* **Requirements**: Exactly repeat the line that contains "Target: hood", then every line after it up to and including the final line.

* **Given records**:
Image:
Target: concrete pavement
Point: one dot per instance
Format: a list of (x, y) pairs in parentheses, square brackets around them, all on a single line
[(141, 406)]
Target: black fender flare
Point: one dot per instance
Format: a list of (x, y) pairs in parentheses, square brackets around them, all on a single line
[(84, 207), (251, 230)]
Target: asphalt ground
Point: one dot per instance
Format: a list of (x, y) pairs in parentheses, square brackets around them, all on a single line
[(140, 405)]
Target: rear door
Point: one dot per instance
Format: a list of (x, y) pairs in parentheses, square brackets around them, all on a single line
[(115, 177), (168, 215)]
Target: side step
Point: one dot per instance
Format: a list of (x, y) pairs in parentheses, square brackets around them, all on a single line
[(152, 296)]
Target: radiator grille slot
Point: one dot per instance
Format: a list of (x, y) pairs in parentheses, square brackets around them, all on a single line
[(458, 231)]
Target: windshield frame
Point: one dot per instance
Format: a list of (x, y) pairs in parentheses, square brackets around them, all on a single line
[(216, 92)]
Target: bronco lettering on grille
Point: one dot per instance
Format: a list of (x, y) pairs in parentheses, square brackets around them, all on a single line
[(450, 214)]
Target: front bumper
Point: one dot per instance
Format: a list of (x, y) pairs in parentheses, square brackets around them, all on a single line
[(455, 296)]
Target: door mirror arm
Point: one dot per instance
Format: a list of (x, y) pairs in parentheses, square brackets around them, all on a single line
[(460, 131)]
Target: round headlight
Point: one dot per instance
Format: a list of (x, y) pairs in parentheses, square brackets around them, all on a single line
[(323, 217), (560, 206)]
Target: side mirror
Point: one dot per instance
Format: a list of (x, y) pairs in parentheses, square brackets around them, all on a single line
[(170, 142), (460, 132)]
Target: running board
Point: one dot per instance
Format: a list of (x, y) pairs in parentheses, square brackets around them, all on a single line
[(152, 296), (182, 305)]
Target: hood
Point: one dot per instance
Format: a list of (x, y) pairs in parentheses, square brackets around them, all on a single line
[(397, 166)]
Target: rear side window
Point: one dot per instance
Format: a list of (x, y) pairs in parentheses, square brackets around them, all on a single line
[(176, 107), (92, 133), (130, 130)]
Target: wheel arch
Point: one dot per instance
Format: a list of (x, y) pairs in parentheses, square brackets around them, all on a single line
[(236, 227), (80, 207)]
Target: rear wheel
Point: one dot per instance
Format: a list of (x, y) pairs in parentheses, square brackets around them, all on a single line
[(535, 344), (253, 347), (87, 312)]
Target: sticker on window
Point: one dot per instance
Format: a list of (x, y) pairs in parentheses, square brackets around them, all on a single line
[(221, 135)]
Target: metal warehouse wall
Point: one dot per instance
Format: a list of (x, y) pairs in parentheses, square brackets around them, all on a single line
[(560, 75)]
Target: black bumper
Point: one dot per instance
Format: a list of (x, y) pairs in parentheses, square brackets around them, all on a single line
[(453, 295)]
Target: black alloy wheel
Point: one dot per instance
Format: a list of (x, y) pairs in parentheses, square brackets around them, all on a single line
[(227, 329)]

* **Reply**:
Target: hood
Point: one dot per instance
Format: a list of (x, y) pairs in parentheses, square brackets around them, all on a single line
[(397, 166)]
Target: rear side window
Point: one dot per instance
Format: a list of (x, y) pairs in parentheses, square brackets around them, all on a single line
[(176, 107), (92, 133), (130, 130)]
Target: wheel arch
Point: one dot per instance
Format: a list of (x, y) pairs in parentheses, square brackets around them, all on a single line
[(236, 227), (80, 207)]
Target: rear wheel
Point: one dot per instance
Format: a list of (x, y) pairs in parentheses, square brackets around them, all on a single line
[(535, 344), (253, 347), (87, 312)]
Target: sticker on window
Point: one dot per instance
Format: a list of (x, y) pairs in parentheses, square brackets around them, all on a single line
[(221, 135)]
Target: metal warehouse wall
Point: one dot per instance
Format: a list of (x, y) pairs in parentheses, square brackets around them, all on a single line
[(560, 75)]
Target: black bumper
Point: one dot per instance
Format: a list of (x, y) pairs in parentheses, square brackets around them, all on a single line
[(453, 295)]
Target: black alloy wheel
Point: one dot per instance
Format: a list of (x, y) pairs in parentheses, square brackets around them, all on a single line
[(227, 329)]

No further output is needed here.